── Records to use ──

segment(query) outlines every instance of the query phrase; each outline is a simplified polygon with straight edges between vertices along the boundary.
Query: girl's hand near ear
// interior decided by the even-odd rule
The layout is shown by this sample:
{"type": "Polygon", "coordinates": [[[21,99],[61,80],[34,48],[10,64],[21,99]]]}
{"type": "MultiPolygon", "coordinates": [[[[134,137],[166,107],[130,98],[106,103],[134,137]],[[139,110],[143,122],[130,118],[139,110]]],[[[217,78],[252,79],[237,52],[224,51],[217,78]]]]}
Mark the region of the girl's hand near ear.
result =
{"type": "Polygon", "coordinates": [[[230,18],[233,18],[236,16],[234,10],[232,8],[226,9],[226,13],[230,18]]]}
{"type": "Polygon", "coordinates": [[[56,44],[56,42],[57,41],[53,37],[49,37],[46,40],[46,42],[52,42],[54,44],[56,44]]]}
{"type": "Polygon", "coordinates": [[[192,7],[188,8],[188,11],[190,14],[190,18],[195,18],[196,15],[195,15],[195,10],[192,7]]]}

───

Challenge |
Return every line of the records that contains the word "hand", with case counting.

Full output |
Query: girl's hand near ear
Mark the region of the girl's hand near ear.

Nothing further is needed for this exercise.